> **The problem**
In the material below, switch every "Target" to "Object" and write the lines out again with nothing else changed. Leave the pictures out of your answer.

> **Records for the exercise**
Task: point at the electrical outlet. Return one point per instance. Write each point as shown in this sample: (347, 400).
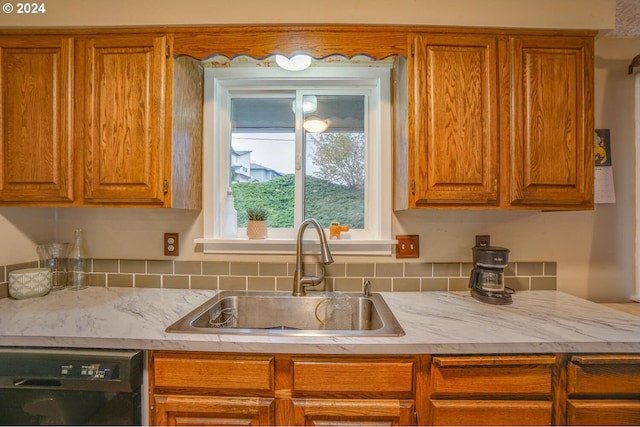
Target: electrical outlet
(408, 246)
(483, 240)
(171, 244)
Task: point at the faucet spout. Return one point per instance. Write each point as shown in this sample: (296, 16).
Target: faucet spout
(300, 280)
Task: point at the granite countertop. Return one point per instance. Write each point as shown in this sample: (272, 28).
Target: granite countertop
(434, 322)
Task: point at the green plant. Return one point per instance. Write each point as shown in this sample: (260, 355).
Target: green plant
(257, 214)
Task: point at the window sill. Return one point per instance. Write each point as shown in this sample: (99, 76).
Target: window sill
(288, 246)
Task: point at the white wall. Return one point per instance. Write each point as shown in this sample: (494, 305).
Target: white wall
(591, 14)
(594, 249)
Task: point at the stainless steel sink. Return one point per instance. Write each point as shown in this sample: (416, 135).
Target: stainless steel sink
(280, 313)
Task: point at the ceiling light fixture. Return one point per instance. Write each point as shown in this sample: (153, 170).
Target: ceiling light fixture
(315, 125)
(295, 63)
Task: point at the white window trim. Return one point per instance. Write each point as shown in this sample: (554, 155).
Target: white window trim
(217, 81)
(636, 297)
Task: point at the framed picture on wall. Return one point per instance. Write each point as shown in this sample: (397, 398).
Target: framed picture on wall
(602, 147)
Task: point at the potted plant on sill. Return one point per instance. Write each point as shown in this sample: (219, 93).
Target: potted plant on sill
(257, 225)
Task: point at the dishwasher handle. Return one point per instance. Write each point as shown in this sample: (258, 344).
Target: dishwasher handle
(37, 382)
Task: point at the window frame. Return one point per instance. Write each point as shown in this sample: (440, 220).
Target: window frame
(219, 83)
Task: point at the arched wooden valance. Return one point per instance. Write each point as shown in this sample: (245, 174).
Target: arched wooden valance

> **Exercise solution**
Task: point at the electrical outlet. Return one point per instance. Write each point as shown in this sample: (347, 400).
Object: electrical outlet
(408, 246)
(483, 240)
(171, 244)
Task: point at the faucet spout. Return one point per instance. Write each point as shown in this sample: (296, 16).
Object: faucet spout
(300, 280)
Task: point at the granite countertop. Return one point per instance. Write each point as shown in this sample: (272, 28).
Object: granite countertop
(434, 322)
Task: point at the green plant. Return one point per instance. Write each point as shown in this sample: (260, 355).
Object: green plant
(257, 214)
Task: point at the window sill. Return one point per instance. Write each point as shown in this sample: (99, 76).
Object: window sill
(288, 246)
Task: point at the white wall. Return one point per instance. Write each point as shown in this sample: (494, 305).
Object: white wall
(591, 14)
(594, 249)
Task: point at the stainless steel sink. Return one point per instance. Write each point as shown in this sample: (416, 135).
Object: stainless steel sink
(280, 313)
Task: point at the ceiling light fixture. Return one point per instance. Write each point as shown in this sample: (153, 170).
Object: ceiling light fixture
(315, 125)
(295, 63)
Task: point at the white window trim. Return one point per instance. Write each point as shown in this sample: (554, 155).
Object: white window trim
(217, 81)
(636, 297)
Task: point at the framed picture on wall. Return one point per instance. Write each point as shown in this sample: (397, 398).
Object: framed picture on wall
(602, 147)
Task: point at the potted plant on sill. Return one point per instance. Write each point as shown in this sample: (219, 93).
Object: potted plant on sill
(257, 225)
Task: point at the dishwasher handle. Return one point per instance. Write each point as shown in this sample: (258, 344).
Object: dishwasher handle
(37, 382)
Task: point at the window frame. Return one point per instance. Write each point as shown in this sample: (440, 220).
Object: window frame
(219, 83)
Task: point at the arched wooden valance. Return one point per instance. Write each point as shown in this sample: (245, 174).
Object: arched wooden valance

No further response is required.